[YOUR GOAL]
Update the part of the termination compensation text that begins with "(iv) As of the" and ends with "all such options." by replacing "one (1) year" with "six (6) months", then write out that updated part in full.

6.       COMPENSATION FOLLOWING TERMINATION OF EMPLOYMENT.

In the event that Executive's employment hereunder is terminated, Executive
shall be entitled to the following compensation and benefits upon such
termination:

(a)      TERMINATION IN THE EVENT OF DEATH. In the event that Executive's
         employment is terminated by reason of Executive's death, the Company
         shall pay the following amounts to Executive's beneficiary or estate:

                  (i) Any accrued but unpaid Base Salary for services rendered
                  to the date of death, any accrued but unpaid expenses required
                  to be reimbursed under this Agreement, any vacation accrued to
                  the date of termination, any earned but unpaid bonuses for any
                  prior period, and a pro-rata "bonus" or incentive compensation
                  payment for the period in which such termination occurred to
                  the extent payments are awarded senior executives and paid at
                  the same time as senior executives are paid.

                  (ii) Any benefits to which Executive may be entitled pursuant
                  to the plans, policies and arrangements (including those
                  referred to in Section 4(f) hereof), as determined and paid in
                  accordance with the terms of such plans, policies and
                  arrangements.

                  (iii) An amount equal to the Base Salary (at the rate in
                  effect as of the date of Executive's death) which would have
                  been payable to Executive if Executive had

                                        7

<PAGE>

                  continued in employment for two additional years. Said
                  payments will be paid to Executive's estate or beneficiary at
                  the same time and in the same manner as such compensation
                  would have been paid if Executive had remained in active
                  employment.

                  (iv) As of the date of termination by reason of Executive's
                  death, stock options awarded to Executive and the Restricted
                  Stock Grant shall be fully vested and Executive's estate or
                  beneficiary shall have up to one (1) year from the date of
                  death to exercise all such options.

                  (v) As otherwise specifically provided herein.

(b)      TERMINATION IN THE EVENT OF TOTAL DISABILITY. In the event that
         Executive's employment is terminated by reason of Executive's Total
         Disability as determined in accordance with Section 5(b), the Company
         shall pay the following amounts to Executive:

                  (i) Any accrued but unpaid Base Salary for services rendered
                  to the date of termination, any accrued but unpaid expenses
                  required to be reimbursed under this Agreement, any vacation
                  accrued to the date of termination and any earned but unpaid
                  bonuses for any prior period. Executive shall also be eligible
                  for a pro-rata bonus or incentive compensation payment to the
                  extent such awards are made to senior executives for the year
                  in which Executive is terminated,

                  (ii) Any benefits to which Executive may be entitled pursuant
                  to the plans, policies and arrangements (including those
                  referred to in Section 4(f) hereof) shall be determined and
                  paid in accordance with the terms of such plans, policies and
                  arrangements.

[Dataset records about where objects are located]
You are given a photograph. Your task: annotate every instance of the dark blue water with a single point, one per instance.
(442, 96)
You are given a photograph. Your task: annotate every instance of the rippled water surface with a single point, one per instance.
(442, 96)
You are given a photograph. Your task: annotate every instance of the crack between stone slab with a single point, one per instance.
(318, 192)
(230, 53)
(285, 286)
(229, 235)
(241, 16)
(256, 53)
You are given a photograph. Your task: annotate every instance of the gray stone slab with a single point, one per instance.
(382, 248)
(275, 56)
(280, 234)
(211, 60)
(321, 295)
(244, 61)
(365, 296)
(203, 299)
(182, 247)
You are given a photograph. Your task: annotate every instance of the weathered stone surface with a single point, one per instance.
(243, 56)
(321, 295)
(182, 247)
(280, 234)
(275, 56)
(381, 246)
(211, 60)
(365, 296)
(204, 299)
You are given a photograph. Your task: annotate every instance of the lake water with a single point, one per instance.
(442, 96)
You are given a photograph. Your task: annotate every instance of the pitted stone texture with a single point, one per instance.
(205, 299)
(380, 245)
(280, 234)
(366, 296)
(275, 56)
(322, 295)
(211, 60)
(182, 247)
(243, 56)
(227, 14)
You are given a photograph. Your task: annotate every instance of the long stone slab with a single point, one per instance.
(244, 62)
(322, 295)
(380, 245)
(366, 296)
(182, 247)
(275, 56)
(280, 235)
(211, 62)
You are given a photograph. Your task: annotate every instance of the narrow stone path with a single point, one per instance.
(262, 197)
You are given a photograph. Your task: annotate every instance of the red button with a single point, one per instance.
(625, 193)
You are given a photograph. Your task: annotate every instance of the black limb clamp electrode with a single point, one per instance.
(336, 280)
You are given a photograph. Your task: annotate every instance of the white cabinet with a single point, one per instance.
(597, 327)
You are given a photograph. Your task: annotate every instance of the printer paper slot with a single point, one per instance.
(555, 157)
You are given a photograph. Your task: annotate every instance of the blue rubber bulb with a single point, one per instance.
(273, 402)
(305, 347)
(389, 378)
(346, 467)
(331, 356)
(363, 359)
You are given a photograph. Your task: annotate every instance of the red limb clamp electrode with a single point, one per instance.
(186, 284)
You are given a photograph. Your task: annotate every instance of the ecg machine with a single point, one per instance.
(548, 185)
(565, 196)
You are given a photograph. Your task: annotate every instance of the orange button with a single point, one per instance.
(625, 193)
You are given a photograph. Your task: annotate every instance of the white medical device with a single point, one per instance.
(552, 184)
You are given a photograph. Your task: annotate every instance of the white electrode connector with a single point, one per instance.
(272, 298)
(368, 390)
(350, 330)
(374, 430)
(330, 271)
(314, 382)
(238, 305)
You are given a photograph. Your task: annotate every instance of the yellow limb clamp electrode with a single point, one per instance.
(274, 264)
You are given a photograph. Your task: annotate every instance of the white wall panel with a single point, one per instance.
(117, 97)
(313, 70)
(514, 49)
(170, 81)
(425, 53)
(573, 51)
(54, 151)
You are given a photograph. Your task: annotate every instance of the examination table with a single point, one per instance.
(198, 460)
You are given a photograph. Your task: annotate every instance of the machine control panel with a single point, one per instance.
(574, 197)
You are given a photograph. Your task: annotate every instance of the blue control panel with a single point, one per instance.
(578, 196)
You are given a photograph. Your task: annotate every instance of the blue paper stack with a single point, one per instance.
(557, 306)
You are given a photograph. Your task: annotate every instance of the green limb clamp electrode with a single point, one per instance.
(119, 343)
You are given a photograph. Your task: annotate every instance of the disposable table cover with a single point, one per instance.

[OUTPUT FOR THIS EXERCISE]
(iv) As of the date of termination by reason of Executive's
                  death, stock options awarded to Executive and the Restricted
                  Stock Grant shall be fully vested and Executive's estate or
                  beneficiary shall have up to six (6) months from the date of
                  death to exercise all such options.